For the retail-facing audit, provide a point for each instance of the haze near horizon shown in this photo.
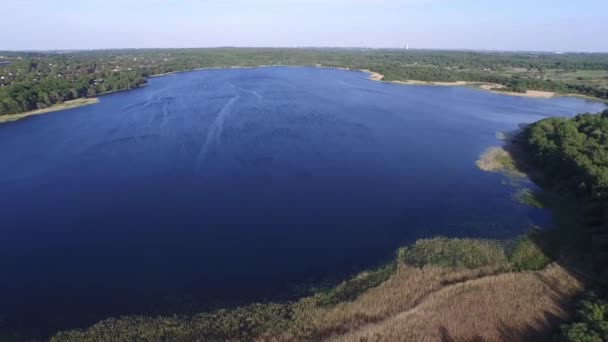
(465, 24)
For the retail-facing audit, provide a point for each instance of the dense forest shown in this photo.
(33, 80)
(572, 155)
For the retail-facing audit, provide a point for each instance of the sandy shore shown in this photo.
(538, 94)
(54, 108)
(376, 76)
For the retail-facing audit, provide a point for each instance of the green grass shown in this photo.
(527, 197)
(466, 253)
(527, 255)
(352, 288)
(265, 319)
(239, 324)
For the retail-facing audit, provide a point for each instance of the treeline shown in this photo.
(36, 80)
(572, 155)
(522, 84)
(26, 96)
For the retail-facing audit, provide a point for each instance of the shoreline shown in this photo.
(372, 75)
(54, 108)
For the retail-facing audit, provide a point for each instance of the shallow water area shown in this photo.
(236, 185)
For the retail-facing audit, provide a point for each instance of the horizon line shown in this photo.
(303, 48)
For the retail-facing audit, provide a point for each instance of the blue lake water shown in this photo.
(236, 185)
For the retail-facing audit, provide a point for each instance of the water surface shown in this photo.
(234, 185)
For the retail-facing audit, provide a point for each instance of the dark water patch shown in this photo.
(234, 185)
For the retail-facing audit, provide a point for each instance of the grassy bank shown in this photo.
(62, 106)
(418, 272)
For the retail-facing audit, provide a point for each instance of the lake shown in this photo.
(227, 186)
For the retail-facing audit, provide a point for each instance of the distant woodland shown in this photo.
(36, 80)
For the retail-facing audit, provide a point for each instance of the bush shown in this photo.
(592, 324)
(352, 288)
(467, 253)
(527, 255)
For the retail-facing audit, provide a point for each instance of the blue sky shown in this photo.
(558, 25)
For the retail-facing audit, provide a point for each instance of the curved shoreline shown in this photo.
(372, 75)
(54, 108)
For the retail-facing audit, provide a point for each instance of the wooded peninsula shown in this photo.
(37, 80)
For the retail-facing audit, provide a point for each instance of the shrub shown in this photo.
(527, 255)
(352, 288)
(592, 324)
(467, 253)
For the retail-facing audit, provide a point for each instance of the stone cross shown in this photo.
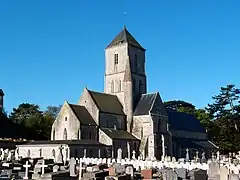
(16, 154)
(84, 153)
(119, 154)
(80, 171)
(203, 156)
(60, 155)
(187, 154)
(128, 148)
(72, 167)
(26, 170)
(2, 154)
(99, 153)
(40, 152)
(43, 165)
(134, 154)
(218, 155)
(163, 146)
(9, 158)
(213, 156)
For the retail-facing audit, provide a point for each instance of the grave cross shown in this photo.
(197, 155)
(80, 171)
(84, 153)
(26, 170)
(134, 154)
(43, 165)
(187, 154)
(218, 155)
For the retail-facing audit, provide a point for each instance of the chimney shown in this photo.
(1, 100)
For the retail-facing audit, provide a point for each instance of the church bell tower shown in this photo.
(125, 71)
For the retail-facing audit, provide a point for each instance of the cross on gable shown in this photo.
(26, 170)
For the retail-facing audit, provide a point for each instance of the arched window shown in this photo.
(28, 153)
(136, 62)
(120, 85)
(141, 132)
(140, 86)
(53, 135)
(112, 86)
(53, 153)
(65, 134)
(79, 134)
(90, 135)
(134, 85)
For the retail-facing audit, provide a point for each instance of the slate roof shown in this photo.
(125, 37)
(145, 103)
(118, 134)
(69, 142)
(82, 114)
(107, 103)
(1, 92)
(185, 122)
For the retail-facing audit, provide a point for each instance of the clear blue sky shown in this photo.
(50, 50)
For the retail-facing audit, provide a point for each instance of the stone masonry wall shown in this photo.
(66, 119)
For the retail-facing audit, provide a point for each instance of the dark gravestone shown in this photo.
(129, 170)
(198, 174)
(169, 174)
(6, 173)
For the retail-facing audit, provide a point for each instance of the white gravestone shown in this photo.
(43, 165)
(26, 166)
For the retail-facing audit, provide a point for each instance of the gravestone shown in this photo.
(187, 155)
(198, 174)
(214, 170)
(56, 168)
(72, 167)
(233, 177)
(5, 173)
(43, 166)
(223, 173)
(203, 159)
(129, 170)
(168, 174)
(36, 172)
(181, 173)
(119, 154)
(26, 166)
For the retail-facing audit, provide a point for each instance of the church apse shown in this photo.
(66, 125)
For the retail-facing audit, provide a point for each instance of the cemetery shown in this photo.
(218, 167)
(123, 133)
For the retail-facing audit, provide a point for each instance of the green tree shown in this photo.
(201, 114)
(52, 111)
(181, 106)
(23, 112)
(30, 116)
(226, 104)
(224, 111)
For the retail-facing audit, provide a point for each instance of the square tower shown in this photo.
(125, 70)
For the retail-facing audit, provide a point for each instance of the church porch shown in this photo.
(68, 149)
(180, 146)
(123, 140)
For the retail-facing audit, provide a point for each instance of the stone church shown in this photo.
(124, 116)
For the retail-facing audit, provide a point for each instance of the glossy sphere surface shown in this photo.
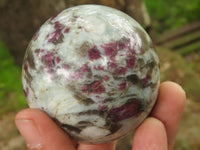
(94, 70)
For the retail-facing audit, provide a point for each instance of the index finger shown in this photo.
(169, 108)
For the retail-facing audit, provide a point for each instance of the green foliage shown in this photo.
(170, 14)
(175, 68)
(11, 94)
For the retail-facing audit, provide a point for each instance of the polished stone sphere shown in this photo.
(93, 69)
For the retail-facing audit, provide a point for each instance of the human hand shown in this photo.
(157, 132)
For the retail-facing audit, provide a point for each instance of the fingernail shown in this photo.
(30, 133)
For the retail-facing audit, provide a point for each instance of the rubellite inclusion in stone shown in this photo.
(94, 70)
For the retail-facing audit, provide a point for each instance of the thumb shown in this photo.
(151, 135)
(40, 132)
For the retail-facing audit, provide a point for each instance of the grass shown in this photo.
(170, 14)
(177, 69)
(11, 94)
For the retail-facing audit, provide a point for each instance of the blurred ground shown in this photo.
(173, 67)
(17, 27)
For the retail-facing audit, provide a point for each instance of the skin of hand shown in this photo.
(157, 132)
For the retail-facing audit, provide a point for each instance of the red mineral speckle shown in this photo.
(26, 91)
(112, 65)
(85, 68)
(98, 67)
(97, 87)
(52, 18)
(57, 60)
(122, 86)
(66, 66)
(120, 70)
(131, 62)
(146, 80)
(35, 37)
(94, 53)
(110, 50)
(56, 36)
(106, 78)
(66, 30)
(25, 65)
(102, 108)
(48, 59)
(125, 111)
###
▶ [PROBLEM DESCRIPTION]: What is needed is a verbatim copy of the entries, leaving out any pictures.

▶ [OUTPUT FOR THIS TASK]:
For the retail-facing audit, provide a point for each instance of the haze near horizon shown in this photo.
(465, 24)
For the retail-facing audit, provide a point for each instance of the dense forest shown in this photo.
(33, 80)
(572, 155)
For the retail-facing audit, provide a point for each instance of the sandy shore shown in this photo.
(538, 94)
(54, 108)
(376, 76)
For the retail-facing audit, provide a point for each instance of the green grass shown in this photo.
(527, 197)
(466, 253)
(527, 255)
(352, 288)
(265, 319)
(239, 324)
For the retail-facing audit, provide a point for each instance of the treeline shown in this photo.
(36, 80)
(572, 155)
(522, 84)
(26, 96)
For the retail-facing audit, provide a point for each instance of the shoreline shown in this photo.
(372, 75)
(54, 108)
For the retail-facing audit, provide a point for each instance of the shallow water area shown in this photo.
(236, 185)
For the retail-facing audit, provide a point for each instance of the horizon line shown in this photo.
(303, 48)
For the retail-facing audit, provide a point for each instance of the blue lake water shown in this photo.
(236, 185)
For the retail-facing audit, provide a point for each instance of the water surface shown in this photo.
(234, 185)
For the retail-facing audit, provide a point for each instance of the dark water patch shown in this photo.
(234, 185)
For the retail-facing audit, provide a point for each instance of the grassy bank shown in this photo.
(62, 106)
(418, 272)
For the retail-facing audit, provide a point for each instance of the lake shown in this photo.
(227, 186)
For the retail-facing audit, provide a point for each instance of the distant woodland shown in this photo.
(36, 80)
For the retail-facing audit, provide a point for each instance of the bush shown in this photo.
(592, 324)
(352, 288)
(467, 253)
(527, 255)
For the retail-facing audit, provide a point for each instance of the blue sky shown in this photo.
(558, 25)
For the retail-facing audit, provide a point for each instance of the curved shoreline shown in this photo.
(372, 75)
(54, 108)
For the retail-facing audit, provide a point for each instance of the wooded peninsula shown in this photo.
(37, 80)
For the retail-facing audit, provide a point for each instance of the shrub shown in this photo.
(527, 255)
(352, 288)
(592, 324)
(467, 253)
For the retail-facing audit, provide a point for each instance of the stone cross shown in this photo.
(16, 154)
(84, 153)
(119, 154)
(80, 171)
(203, 156)
(60, 155)
(187, 154)
(128, 148)
(72, 167)
(26, 170)
(2, 154)
(99, 153)
(40, 152)
(43, 165)
(134, 154)
(218, 155)
(163, 146)
(9, 158)
(213, 156)
For the retail-facing audit, provide a point for each instance of the grave cross shown in this photo.
(197, 155)
(80, 171)
(84, 153)
(26, 170)
(134, 154)
(43, 165)
(187, 154)
(218, 155)
For the retail-facing audit, provide a point for each instance of the chimney shown in this photo.
(1, 100)
For the retail-facing audit, provide a point for each instance of the church bell tower shown in this photo.
(125, 71)
For the retail-facing audit, provide a point for each instance of the cross on gable shown in this photo.
(26, 170)
For the retail-facing audit, provide a point for each instance of the arched window shown in this photo.
(28, 153)
(136, 62)
(120, 85)
(141, 132)
(140, 86)
(53, 135)
(112, 86)
(53, 153)
(65, 134)
(79, 134)
(90, 135)
(134, 85)
For the retail-facing audit, provide a point for each instance of the slate roof shown in this photo.
(125, 37)
(145, 103)
(118, 134)
(69, 142)
(82, 114)
(107, 103)
(1, 92)
(185, 122)
For the retail-facing audit, provide a point for each instance of the clear blue sky shown in this photo.
(50, 50)
For the retail-facing audit, provide a point for each instance of the stone masonry wall shown in this photo.
(66, 119)
For the retail-facing audit, provide a point for each instance of the dark gravestone shown in this photo.
(129, 170)
(198, 174)
(169, 174)
(6, 173)
For the retail-facing audit, provide a point for each instance of the white gravestone shown in this photo.
(43, 165)
(26, 166)
For the retail-facing audit, provide a point for each instance of the gravestone shown in this photo.
(187, 155)
(198, 174)
(214, 170)
(56, 168)
(72, 167)
(233, 177)
(5, 173)
(43, 166)
(223, 173)
(203, 159)
(129, 170)
(168, 174)
(36, 172)
(181, 173)
(119, 154)
(26, 166)
For the retail-facing audit, provide a point for each instance of the church apse shown in this photo.
(66, 125)
For the retail-facing audit, provide a point for each instance of the cemetery shown in this photo.
(218, 167)
(123, 133)
For the retail-facing audit, provide a point for each instance of the green tree shown in this photo.
(201, 114)
(52, 111)
(181, 106)
(23, 112)
(30, 116)
(226, 104)
(224, 111)
For the retail-facing audit, provide a point for each instance of the square tower shown in this photo.
(125, 70)
For the retail-facing audit, provide a point for each instance of the church porch shown in this photo.
(68, 149)
(180, 146)
(123, 140)
For the retail-facing audit, provide a point for each instance of the stone church shown in this photo.
(124, 116)
For the retail-facing audit, provide a point for each instance of the glossy sphere surface shown in this photo.
(94, 70)
For the retail-facing audit, provide a point for each instance of the index finger shown in this photo.
(169, 108)
For the retail-facing audit, provide a point for each instance of the green foliage shown in this photo.
(170, 14)
(175, 68)
(11, 94)
For the retail-facing audit, provide a point for each instance of the polished stone sphere shown in this photo.
(93, 69)
For the retail-facing audit, provide a point for each instance of the human hand shown in this photo.
(157, 132)
For the retail-facing audit, provide a point for each instance of the fingernail shown in this photo.
(30, 133)
For the retail-facing audit, provide a point for each instance of the rubellite inclusion in stone shown in this photo.
(94, 70)
For the retail-facing audit, provide a point for each instance of the thumb shown in this photo.
(151, 135)
(40, 132)
For the retail-facing audit, provide a point for each instance of the grass shown in this photo.
(170, 14)
(177, 69)
(11, 94)
For the retail-facing audit, provide a point for each instance of the blurred ground shown in this photo.
(173, 67)
(17, 27)
For the retail-facing audit, provide a point for each instance of the skin of hand shown in this photo.
(157, 132)
For the retail-facing audit, provide a point for each instance of the red mineral speckle shown in this photo.
(26, 91)
(112, 65)
(85, 68)
(98, 67)
(97, 87)
(52, 18)
(57, 60)
(122, 86)
(66, 66)
(120, 70)
(131, 62)
(146, 80)
(35, 37)
(94, 53)
(110, 50)
(56, 36)
(106, 78)
(66, 30)
(25, 65)
(102, 108)
(48, 59)
(125, 111)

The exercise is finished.